--- INFORMATION SUPPLIED ---
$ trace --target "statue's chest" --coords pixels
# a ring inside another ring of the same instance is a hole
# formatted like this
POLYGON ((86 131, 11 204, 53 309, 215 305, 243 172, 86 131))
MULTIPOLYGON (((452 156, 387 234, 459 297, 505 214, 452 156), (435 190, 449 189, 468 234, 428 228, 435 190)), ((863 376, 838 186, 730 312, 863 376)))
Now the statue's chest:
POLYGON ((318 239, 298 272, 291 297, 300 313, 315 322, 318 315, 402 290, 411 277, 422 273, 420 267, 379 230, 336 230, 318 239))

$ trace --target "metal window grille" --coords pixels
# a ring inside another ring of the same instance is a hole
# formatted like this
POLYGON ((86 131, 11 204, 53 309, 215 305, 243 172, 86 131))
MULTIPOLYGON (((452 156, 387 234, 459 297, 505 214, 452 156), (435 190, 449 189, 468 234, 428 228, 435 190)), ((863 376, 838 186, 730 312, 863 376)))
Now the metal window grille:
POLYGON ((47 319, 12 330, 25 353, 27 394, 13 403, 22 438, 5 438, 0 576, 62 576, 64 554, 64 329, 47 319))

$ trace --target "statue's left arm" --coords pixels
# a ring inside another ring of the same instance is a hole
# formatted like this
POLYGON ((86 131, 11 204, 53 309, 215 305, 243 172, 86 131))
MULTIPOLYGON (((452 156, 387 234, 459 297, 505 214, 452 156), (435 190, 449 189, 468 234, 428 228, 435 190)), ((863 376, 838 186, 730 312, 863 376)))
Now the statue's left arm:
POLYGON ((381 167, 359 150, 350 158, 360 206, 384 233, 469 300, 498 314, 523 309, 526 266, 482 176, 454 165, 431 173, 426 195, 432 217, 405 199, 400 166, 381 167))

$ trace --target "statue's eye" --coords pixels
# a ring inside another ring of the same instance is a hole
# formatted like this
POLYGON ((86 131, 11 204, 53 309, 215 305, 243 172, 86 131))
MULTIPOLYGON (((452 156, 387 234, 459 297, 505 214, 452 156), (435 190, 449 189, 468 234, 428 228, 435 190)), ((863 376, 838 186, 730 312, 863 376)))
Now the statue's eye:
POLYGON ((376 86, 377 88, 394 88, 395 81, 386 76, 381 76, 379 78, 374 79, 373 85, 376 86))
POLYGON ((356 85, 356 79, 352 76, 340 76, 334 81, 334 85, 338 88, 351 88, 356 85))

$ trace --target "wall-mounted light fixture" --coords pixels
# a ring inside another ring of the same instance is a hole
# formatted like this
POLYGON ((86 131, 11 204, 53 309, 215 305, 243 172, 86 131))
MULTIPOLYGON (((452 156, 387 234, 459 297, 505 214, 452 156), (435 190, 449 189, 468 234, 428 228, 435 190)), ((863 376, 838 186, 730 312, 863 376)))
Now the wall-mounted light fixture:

--- EXERCISE GOAL ---
The full listing above should be transcribed exactly.

--- ANSWER ---
$ trace --target "statue's chest" --coords pixels
# a ring inside another ring of the same instance is a hole
# formatted like this
POLYGON ((86 131, 11 204, 53 309, 215 305, 243 172, 86 131))
MULTIPOLYGON (((452 156, 387 234, 459 297, 505 214, 452 156), (435 190, 449 189, 468 234, 428 228, 435 190)), ((863 376, 838 186, 730 312, 863 376)))
Now the statue's chest:
POLYGON ((318 239, 298 272, 291 297, 300 313, 315 322, 318 315, 402 290, 411 277, 422 273, 420 267, 379 230, 336 230, 318 239))

$ trace --target "metal window grille" --coords pixels
# a ring inside another ring of the same instance is a hole
# formatted like this
POLYGON ((86 131, 11 204, 53 309, 215 305, 243 172, 86 131))
MULTIPOLYGON (((452 156, 387 234, 459 297, 505 214, 452 156), (435 190, 449 189, 468 234, 428 228, 435 190)), ((863 376, 838 186, 730 312, 863 376)))
Now the metal window grille:
POLYGON ((47 319, 12 330, 25 353, 27 394, 13 403, 22 438, 5 438, 0 576, 62 576, 64 554, 64 329, 47 319))

$ trace --target "statue's left arm" --coords pixels
# a ring inside another ring of the same instance is a hole
# formatted like this
POLYGON ((86 131, 11 204, 53 309, 215 305, 243 172, 86 131))
MULTIPOLYGON (((452 156, 387 234, 459 297, 505 214, 452 156), (435 190, 449 189, 468 234, 428 228, 435 190)), ((863 376, 838 186, 730 312, 863 376)))
Now the statue's left arm:
POLYGON ((381 167, 359 150, 350 158, 360 206, 384 233, 469 300, 498 314, 523 309, 526 266, 482 176, 454 165, 431 173, 426 195, 432 217, 405 199, 400 166, 381 167))

$ trace --target "statue's eye" --coords pixels
# a ring inside another ring of the same instance is a hole
# formatted like this
POLYGON ((86 131, 11 204, 53 309, 215 305, 243 172, 86 131))
MULTIPOLYGON (((452 156, 387 234, 459 297, 505 214, 452 156), (435 190, 449 189, 468 234, 428 228, 435 190)), ((863 376, 838 186, 730 312, 863 376)))
Now the statue's eye:
POLYGON ((376 86, 377 88, 394 88, 395 81, 386 76, 381 76, 379 78, 374 79, 373 85, 376 86))
POLYGON ((356 85, 356 79, 352 76, 340 76, 334 81, 334 85, 338 88, 351 88, 356 85))

$ trace --target "wall-mounted light fixture" --coords pixels
# a ring inside another ring of the same instance is a hole
# formatted like this
POLYGON ((86 131, 11 204, 53 309, 215 305, 243 172, 86 131))
MULTIPOLYGON (((452 156, 387 234, 459 297, 505 214, 452 156), (435 190, 449 189, 468 234, 428 228, 435 190)), ((863 376, 838 186, 730 312, 863 376)))
Now the wall-mounted light fixture:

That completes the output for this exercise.